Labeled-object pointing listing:
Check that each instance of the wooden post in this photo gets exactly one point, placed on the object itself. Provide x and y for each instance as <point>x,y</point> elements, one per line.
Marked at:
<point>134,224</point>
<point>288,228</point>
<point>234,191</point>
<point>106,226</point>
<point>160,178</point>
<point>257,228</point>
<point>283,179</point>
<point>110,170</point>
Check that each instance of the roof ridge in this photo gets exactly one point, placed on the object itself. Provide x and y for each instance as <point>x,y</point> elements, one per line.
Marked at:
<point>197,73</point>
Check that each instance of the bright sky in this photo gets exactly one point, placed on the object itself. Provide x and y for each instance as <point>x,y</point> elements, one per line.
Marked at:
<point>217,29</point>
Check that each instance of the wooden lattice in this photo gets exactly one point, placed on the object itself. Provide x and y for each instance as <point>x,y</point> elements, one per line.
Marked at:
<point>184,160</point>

...

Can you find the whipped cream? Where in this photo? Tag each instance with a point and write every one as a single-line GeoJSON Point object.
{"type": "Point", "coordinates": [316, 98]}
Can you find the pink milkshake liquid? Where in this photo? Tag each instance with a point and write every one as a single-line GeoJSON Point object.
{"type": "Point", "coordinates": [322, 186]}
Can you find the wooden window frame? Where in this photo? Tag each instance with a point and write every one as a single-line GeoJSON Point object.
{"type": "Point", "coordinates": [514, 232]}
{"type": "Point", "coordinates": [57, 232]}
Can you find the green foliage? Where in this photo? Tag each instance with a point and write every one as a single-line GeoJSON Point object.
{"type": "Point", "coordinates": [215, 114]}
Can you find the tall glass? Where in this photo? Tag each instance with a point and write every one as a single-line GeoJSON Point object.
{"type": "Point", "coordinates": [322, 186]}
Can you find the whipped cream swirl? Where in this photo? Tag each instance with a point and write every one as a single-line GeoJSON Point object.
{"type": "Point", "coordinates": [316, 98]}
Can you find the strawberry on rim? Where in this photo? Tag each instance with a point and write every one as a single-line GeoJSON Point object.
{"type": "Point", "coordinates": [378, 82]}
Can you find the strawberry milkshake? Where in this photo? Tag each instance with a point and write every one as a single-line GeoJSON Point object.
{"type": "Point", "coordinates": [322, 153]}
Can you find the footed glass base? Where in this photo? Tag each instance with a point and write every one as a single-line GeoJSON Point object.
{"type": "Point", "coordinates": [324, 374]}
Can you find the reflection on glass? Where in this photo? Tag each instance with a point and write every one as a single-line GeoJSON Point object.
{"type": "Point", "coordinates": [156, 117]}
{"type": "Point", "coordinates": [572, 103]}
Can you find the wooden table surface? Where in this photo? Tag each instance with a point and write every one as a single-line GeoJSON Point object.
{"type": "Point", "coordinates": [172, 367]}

> _Exercise description_
Edit the listing from the line with "Check that each instance of the wooden post" up to and including the line with "<point>184,160</point>", changing "Marked at" to "Pinned at" and leaving everything else as it is.

> _Finished task_
Check that each instance of the wooden post in this photo gets exactly one point, placed on the object itself. Provide x and y for each instance as <point>x,y</point> elements, one per line.
Pinned at:
<point>134,224</point>
<point>288,228</point>
<point>234,191</point>
<point>106,226</point>
<point>160,178</point>
<point>257,228</point>
<point>283,179</point>
<point>110,170</point>
Check that each instance of the roof ridge in this photo gets exactly one point, placed on the object itself. Provide x and y for each instance as <point>x,y</point> elements, one per line.
Pinned at:
<point>197,73</point>
Check that each instance of the bright sky in this photo gets exactly one point, placed on the object itself. Provide x and y for each instance as <point>x,y</point> elements, one per line.
Pinned at:
<point>217,29</point>
Check that each instance of the wooden lattice in this photo gets exactly one point, placed on the object itself. Provide x and y for each instance as <point>x,y</point> elements, one per line.
Pinned at:
<point>184,160</point>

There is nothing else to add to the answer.